TO DO: Up to and including the line that contains "Target: maroon boot on", return every line from the start of the data, unchanged.

Region pointing data:
▽

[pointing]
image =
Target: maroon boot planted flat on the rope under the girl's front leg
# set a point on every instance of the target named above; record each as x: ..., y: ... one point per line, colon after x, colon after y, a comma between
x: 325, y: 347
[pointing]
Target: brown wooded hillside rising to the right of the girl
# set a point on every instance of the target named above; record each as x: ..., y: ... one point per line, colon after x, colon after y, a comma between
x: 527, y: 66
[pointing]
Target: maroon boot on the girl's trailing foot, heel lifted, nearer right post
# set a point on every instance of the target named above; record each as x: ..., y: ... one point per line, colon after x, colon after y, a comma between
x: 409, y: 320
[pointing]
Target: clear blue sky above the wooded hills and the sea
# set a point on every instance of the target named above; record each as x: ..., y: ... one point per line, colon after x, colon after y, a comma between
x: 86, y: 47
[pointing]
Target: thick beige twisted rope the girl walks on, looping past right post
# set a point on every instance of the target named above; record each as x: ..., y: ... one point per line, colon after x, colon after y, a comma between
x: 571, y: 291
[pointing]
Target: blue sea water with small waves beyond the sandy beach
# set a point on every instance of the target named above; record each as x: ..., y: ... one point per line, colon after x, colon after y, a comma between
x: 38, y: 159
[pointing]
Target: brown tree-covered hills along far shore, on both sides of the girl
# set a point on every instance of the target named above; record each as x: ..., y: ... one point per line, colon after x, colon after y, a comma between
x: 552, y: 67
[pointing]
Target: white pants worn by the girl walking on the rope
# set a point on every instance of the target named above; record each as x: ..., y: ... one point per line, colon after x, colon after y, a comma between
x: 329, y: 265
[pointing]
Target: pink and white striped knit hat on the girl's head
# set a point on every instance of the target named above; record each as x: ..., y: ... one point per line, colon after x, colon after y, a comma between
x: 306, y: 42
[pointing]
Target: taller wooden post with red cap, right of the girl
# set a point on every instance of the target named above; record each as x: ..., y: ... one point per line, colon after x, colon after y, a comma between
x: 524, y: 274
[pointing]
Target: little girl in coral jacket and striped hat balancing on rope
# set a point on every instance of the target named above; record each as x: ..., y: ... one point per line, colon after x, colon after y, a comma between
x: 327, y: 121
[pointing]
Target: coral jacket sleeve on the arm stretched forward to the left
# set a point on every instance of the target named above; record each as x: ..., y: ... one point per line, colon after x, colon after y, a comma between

△

COMPLETED TASK:
[pointing]
image =
Target: maroon boot planted flat on the rope under the girl's front leg
# set a point on every instance of the target named above; record each as x: ..., y: ... one point per line, colon after x, colon after y, a comma between
x: 325, y: 347
[pointing]
Target: brown wooded hillside rising to the right of the girl
# set a point on every instance of the target named above; record each as x: ..., y: ... one point per line, colon after x, colon after y, a comma between
x: 527, y: 66
[pointing]
Target: maroon boot on the girl's trailing foot, heel lifted, nearer right post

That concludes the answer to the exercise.